## Exercise prompt
Please give back word for word the lines below, from the first one through the one with "Use the even-odd".

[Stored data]
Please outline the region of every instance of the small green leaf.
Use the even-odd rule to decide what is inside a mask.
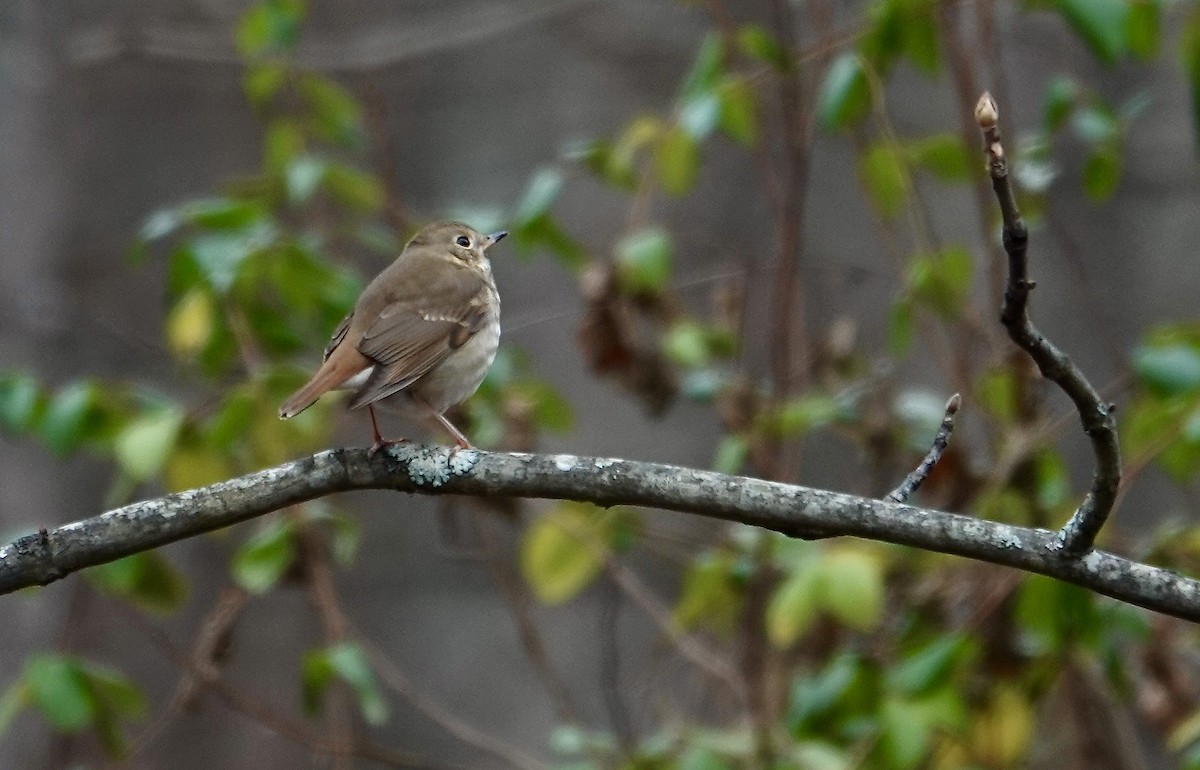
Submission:
[[[1200,350],[1192,345],[1139,347],[1133,353],[1133,369],[1142,384],[1159,395],[1182,395],[1200,389]]]
[[[972,272],[971,253],[950,246],[938,254],[914,258],[907,283],[915,300],[943,317],[955,318],[970,295]]]
[[[680,628],[692,629],[703,624],[728,634],[736,623],[741,598],[733,558],[726,553],[705,553],[684,573],[672,617]]]
[[[253,104],[265,107],[283,88],[287,75],[287,68],[276,62],[255,64],[242,76],[242,90]]]
[[[212,295],[199,286],[192,287],[167,316],[167,347],[179,358],[195,358],[212,340],[216,316]]]
[[[846,52],[834,60],[817,98],[817,121],[826,131],[848,128],[867,114],[871,89],[862,60]]]
[[[971,162],[967,148],[956,134],[934,134],[911,142],[908,157],[913,165],[923,168],[947,182],[967,182],[971,179]]]
[[[888,685],[904,695],[927,695],[949,682],[968,649],[968,639],[961,634],[934,639],[893,666],[887,674]]]
[[[715,89],[688,99],[679,108],[679,127],[696,142],[707,139],[720,118],[721,100]]]
[[[654,160],[659,182],[669,195],[684,195],[696,183],[700,147],[681,126],[668,129],[659,138]]]
[[[288,202],[296,205],[311,198],[325,178],[325,167],[325,161],[311,155],[301,156],[287,164],[284,185],[287,188]]]
[[[329,521],[333,530],[330,540],[333,560],[340,567],[349,567],[358,554],[358,545],[362,542],[362,528],[358,526],[357,519],[341,513],[335,513]]]
[[[734,766],[712,749],[689,746],[679,758],[678,770],[734,770]]]
[[[1051,78],[1042,97],[1042,126],[1047,133],[1062,128],[1079,100],[1079,86],[1066,75]]]
[[[375,681],[375,672],[367,662],[362,648],[353,642],[330,647],[327,651],[333,673],[354,690],[358,708],[367,724],[379,726],[387,722],[388,705]]]
[[[277,519],[256,532],[233,555],[231,568],[238,585],[252,594],[270,590],[296,560],[292,525]]]
[[[1083,140],[1096,145],[1111,144],[1120,138],[1121,122],[1107,105],[1085,104],[1075,111],[1071,127]]]
[[[319,134],[350,149],[362,147],[362,110],[349,91],[315,73],[302,75],[297,85]]]
[[[28,430],[42,406],[37,380],[28,374],[0,377],[0,428],[14,433]]]
[[[31,698],[29,685],[23,679],[13,682],[0,695],[0,736],[8,732],[13,720],[29,705]]]
[[[1121,181],[1121,156],[1114,147],[1100,147],[1088,154],[1083,165],[1083,189],[1093,203],[1103,203],[1117,191]]]
[[[1162,42],[1162,7],[1158,0],[1130,0],[1125,24],[1129,52],[1139,59],[1158,56]]]
[[[767,604],[767,638],[788,647],[804,636],[821,606],[821,570],[816,562],[798,566],[776,589]]]
[[[902,356],[909,351],[915,331],[916,320],[913,318],[912,303],[907,299],[892,303],[887,326],[888,348],[892,355]]]
[[[66,385],[54,395],[38,429],[50,451],[66,455],[87,437],[95,403],[96,386],[86,381]]]
[[[783,438],[803,436],[843,417],[842,405],[833,396],[814,393],[789,399],[779,408],[775,428]]]
[[[746,56],[769,64],[780,72],[788,68],[787,52],[770,32],[758,24],[743,24],[738,28],[738,48]]]
[[[25,662],[34,705],[56,729],[75,732],[96,718],[97,703],[83,669],[72,659],[38,653]]]
[[[1192,141],[1200,144],[1200,6],[1192,8],[1183,24],[1179,60],[1192,97]]]
[[[724,59],[721,37],[715,32],[709,32],[704,36],[704,42],[700,44],[700,50],[696,53],[696,61],[683,81],[683,87],[680,89],[682,100],[686,102],[711,91],[721,75]]]
[[[85,573],[106,593],[148,612],[174,612],[186,601],[187,580],[157,551],[143,551]]]
[[[561,604],[600,573],[598,509],[562,503],[536,519],[521,544],[521,573],[539,600]]]
[[[734,475],[741,473],[742,466],[750,454],[750,445],[744,436],[731,433],[721,438],[717,444],[717,455],[713,459],[713,470],[718,473]]]
[[[820,733],[824,720],[870,679],[861,658],[853,652],[842,652],[824,669],[812,676],[799,676],[792,686],[788,703],[788,725],[798,734]],[[871,701],[878,695],[870,694]]]
[[[822,560],[825,609],[851,628],[871,631],[883,620],[883,567],[858,548],[837,548]]]
[[[252,6],[238,23],[238,51],[243,56],[261,56],[292,50],[300,39],[303,18],[304,4],[298,1],[273,0]]]
[[[709,361],[708,332],[696,321],[680,321],[663,336],[663,352],[675,363],[699,368]]]
[[[758,104],[745,78],[726,78],[717,88],[721,101],[721,130],[730,139],[751,147],[758,139]]]
[[[1058,9],[1105,64],[1125,52],[1128,0],[1058,0]]]
[[[876,143],[859,156],[858,174],[871,202],[884,217],[899,214],[908,202],[908,172],[902,153],[890,144]]]
[[[538,169],[529,180],[529,187],[525,190],[525,197],[521,199],[521,204],[517,206],[517,213],[514,217],[514,221],[518,223],[517,226],[532,222],[548,214],[550,207],[558,200],[558,196],[562,192],[562,187],[563,177],[561,171],[554,166],[544,166]]]
[[[884,700],[879,710],[880,740],[888,767],[909,770],[929,752],[930,726],[911,704]]]
[[[378,178],[341,163],[326,167],[322,186],[334,200],[366,213],[382,208],[387,197]]]
[[[168,406],[138,416],[117,434],[114,449],[117,461],[137,482],[158,475],[175,447],[184,412]]]
[[[617,280],[634,294],[658,294],[671,280],[675,247],[660,227],[630,233],[617,243]]]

## Task result
Please outline the region of every instance of the small green leaf.
Use the even-odd rule to decide what is inside a mask.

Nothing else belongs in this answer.